**GIVEN INSTRUCTION:**
Repeat every line of the records below word for word, leaving out the pictures.

(Records for segmentation labeling)
━━━

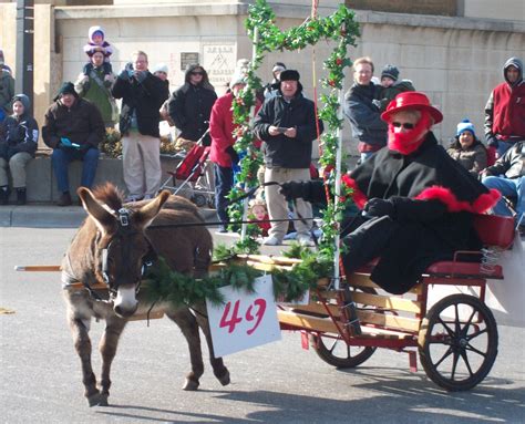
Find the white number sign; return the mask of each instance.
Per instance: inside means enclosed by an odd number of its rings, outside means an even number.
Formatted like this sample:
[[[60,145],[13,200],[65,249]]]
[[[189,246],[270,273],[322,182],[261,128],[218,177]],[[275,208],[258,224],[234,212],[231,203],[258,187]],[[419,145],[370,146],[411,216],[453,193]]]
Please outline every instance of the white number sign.
[[[254,287],[253,293],[223,287],[224,304],[206,301],[215,356],[280,340],[271,276],[258,278]]]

━━━

**EXPECTED OUTPUT:**
Find the white number sign; return the mask of each instance.
Per instance: inside means enclosed by an odd number of its rings, outside means an even number.
Formatted like this sample:
[[[60,145],[13,200],[65,249]]]
[[[189,246],[270,273],[322,182],[261,128],[218,177]],[[275,208],[258,224],[234,212],[231,203],[258,187]],[[419,145],[370,146],[411,216],[453,193]]]
Please outline every instance of the white number sign.
[[[254,287],[253,293],[223,287],[224,304],[206,301],[215,356],[280,340],[271,276],[258,278]]]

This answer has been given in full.